Problem | Copy every one of the records below line for line, without changing anything.

(Records of labeled points)
################
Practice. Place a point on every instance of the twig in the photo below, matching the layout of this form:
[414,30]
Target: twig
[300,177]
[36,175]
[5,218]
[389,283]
################
Task answer |
Practice. Place a point on every instance of the twig in the photo below, matching the layout of this form:
[414,30]
Target: twig
[300,177]
[36,175]
[5,218]
[389,283]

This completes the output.